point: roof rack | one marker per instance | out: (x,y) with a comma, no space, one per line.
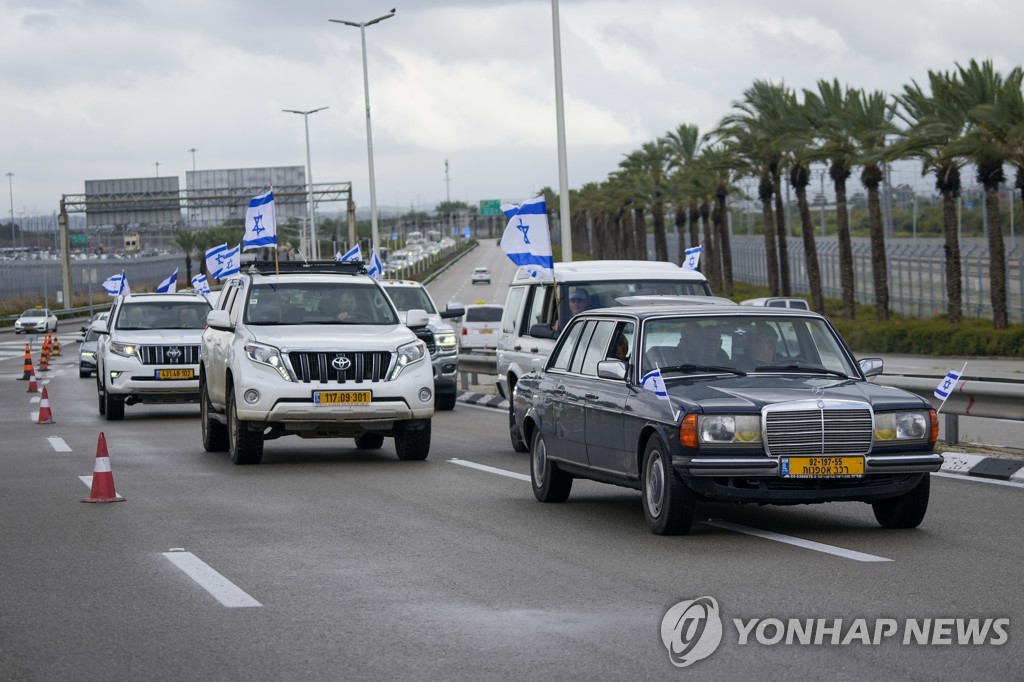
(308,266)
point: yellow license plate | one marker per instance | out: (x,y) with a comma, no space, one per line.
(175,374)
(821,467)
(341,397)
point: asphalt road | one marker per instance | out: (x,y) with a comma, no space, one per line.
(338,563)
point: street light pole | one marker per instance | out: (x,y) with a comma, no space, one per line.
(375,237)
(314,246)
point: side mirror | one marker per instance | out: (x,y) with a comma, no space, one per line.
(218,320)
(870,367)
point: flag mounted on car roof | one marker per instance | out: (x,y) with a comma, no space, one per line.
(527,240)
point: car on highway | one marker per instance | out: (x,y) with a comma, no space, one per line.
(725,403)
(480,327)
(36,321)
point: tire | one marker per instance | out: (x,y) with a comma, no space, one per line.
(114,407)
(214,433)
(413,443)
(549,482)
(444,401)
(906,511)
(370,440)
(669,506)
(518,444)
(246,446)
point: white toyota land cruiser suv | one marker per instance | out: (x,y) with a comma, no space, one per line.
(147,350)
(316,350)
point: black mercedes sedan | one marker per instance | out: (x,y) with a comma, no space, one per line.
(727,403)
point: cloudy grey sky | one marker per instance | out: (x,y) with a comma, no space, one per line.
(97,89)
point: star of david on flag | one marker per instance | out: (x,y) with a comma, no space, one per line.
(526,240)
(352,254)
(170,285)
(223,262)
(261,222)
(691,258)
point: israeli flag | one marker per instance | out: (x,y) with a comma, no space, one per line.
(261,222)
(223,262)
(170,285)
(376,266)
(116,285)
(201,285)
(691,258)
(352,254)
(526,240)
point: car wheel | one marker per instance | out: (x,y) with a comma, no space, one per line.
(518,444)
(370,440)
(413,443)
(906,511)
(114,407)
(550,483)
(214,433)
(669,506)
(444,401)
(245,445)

################

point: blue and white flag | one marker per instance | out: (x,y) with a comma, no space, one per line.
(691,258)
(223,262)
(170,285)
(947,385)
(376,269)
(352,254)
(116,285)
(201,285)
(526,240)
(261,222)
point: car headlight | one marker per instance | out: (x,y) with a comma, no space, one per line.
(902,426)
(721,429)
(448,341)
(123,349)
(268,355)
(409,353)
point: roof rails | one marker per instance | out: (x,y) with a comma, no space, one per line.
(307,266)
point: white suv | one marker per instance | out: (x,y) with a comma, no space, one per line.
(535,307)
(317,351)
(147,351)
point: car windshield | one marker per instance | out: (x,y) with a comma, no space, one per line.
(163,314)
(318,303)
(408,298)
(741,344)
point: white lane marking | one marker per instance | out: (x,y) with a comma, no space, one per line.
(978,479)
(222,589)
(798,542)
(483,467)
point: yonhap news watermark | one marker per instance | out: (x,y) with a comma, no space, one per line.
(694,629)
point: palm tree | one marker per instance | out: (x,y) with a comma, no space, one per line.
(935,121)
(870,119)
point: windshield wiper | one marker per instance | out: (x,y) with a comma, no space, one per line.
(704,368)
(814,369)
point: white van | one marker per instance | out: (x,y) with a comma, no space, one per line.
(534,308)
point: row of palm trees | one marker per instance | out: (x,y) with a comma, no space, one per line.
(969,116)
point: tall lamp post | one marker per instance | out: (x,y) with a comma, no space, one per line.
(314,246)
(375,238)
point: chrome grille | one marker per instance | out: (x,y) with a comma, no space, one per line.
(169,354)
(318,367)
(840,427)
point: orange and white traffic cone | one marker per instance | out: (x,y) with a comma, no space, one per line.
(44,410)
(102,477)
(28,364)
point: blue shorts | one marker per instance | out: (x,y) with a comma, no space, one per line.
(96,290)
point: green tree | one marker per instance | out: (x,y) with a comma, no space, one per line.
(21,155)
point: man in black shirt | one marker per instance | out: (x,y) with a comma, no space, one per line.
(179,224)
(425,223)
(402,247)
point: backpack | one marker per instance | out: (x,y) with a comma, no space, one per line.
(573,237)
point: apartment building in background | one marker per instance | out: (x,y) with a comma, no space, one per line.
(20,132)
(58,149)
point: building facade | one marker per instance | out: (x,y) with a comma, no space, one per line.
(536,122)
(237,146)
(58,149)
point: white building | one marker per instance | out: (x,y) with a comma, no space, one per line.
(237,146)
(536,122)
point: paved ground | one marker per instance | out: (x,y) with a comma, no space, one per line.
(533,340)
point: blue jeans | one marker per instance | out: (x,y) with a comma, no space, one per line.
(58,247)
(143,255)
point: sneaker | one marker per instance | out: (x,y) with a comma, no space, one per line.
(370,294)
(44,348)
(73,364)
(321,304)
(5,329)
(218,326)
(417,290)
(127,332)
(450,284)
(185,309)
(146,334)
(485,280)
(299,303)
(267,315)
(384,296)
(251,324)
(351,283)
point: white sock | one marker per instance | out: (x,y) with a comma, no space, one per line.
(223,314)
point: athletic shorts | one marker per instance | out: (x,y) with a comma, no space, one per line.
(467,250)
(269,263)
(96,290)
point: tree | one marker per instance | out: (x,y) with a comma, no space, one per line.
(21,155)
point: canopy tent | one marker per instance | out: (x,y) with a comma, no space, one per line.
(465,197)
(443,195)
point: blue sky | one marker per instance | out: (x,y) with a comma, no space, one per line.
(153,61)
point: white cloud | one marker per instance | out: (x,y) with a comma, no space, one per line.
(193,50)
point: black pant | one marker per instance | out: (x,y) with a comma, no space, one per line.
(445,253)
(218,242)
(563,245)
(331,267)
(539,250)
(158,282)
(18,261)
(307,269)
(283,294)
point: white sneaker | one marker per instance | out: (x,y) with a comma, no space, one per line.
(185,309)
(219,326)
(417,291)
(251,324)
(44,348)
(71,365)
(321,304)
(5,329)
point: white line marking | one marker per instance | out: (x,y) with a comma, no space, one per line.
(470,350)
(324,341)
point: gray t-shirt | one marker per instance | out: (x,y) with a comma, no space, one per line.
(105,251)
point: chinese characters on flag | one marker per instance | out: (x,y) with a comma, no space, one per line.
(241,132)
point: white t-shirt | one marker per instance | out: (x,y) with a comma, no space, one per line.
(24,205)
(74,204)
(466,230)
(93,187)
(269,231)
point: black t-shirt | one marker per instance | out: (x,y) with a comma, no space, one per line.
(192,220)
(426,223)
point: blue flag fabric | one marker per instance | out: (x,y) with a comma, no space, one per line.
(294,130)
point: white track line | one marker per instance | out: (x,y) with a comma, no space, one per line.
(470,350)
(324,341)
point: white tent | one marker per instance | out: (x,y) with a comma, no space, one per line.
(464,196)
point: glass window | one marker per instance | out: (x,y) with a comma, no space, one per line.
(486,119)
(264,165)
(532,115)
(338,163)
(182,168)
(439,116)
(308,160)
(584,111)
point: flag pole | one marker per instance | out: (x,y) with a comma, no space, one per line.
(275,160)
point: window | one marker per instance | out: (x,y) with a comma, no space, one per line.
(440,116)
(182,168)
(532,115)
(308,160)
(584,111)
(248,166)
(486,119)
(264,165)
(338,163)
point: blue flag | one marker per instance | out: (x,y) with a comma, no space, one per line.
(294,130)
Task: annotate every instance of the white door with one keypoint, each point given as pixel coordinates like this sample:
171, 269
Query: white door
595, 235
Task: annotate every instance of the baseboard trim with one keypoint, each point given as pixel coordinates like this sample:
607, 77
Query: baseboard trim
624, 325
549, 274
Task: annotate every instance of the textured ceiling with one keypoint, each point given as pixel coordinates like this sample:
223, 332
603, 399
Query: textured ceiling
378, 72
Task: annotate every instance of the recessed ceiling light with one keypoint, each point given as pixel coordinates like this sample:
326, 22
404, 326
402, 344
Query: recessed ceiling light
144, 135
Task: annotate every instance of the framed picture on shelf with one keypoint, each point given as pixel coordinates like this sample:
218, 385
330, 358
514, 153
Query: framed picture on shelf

################

Pull out every line above that contains the string "textured" and copy each one in full.

*RESPONSE BELOW*
Task: annotate every instance of the textured ceiling with one keypoint, each point given as pixel coordinates like this sample:
Query: textured ceiling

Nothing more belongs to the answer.